* **Exercise objective**:
Write out the account of Foster's last day word for word, from "While it was" to "calmness and dignity.".

* **Selected text**:
My sister’s dog died this weekend. I watched Foster, who got his name from a beer label, fade away while my sister gave him reassuring pats on the head and whispers of goodbye in his ear. His final moment was spent resting on a cold metal table at an animal hospital in Chicago, but he looked comfortable and was with his most loyal friend. It was 4:45 a.m. He was a few weeks shy of turning 14.
My sister and Foster came for a visit this weekend from their home in Cleveland. His last day included a ride in a Mustang convertible, a walk in the park and a trip to the beach. He went to a dog friendly pub where he played with (and attempted to hump) a Bulldog twice his size and several years younger. He snacked on dog treats, pooped on a sidewalk and saw a big city he had never been to before. He even let out a string of his signature howling barks. A few hours later, he wouldn’t even have the energy to hold his head up, although I could tell he was trying his best. Veterinarians told us there was a large growth on his spleen and he was bleeding internally.
While it was difficult to accept how things could change so quickly for Foster, it was also a lesson in how to live. He enjoyed his time until the very end, then peacefully passed on with calmness and dignity.
The car ride home was quiet. Foster’s footprint in a dry cast mold the hospital gave us was riding in the backseat next to me.
It’s in these times you remind yourself, “he was just a dog”, but that’s only a defense mechanism we humans use to make it easier. Foster was more than just a dog. He was a friend. He was a source of laughter and companionship. He was good.

* **Data provided**:
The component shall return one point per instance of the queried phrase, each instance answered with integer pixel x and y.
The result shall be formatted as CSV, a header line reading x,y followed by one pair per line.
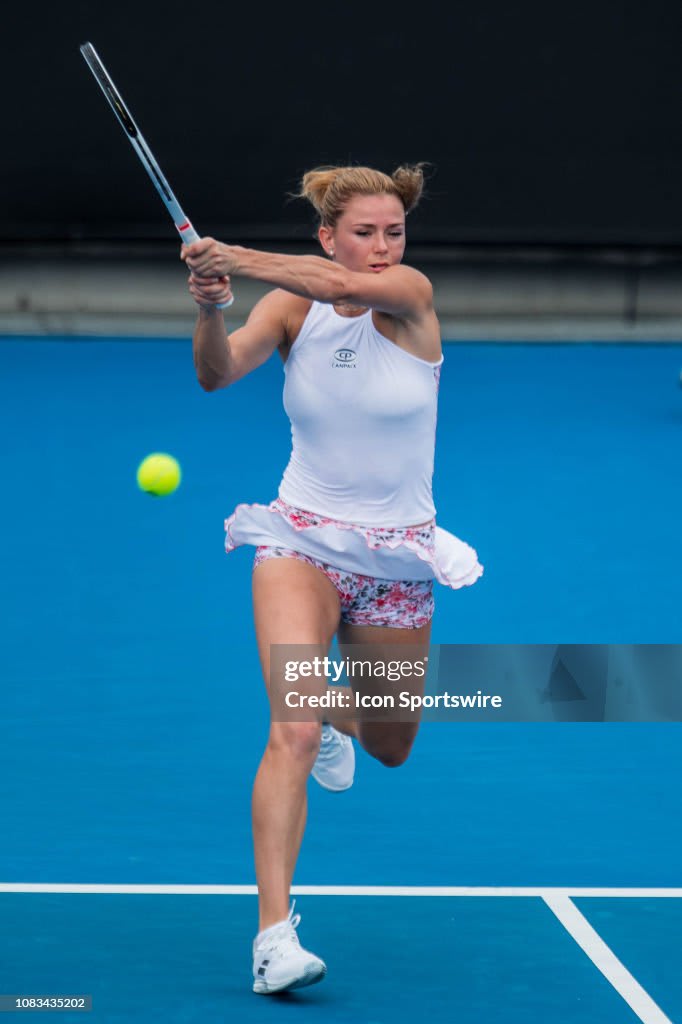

* **Response area**:
While it was difficult to accept how things could change so quickly for Foster, it was also a lesson in how to live. He enjoyed his time until the very end, then peacefully passed on with calmness and dignity.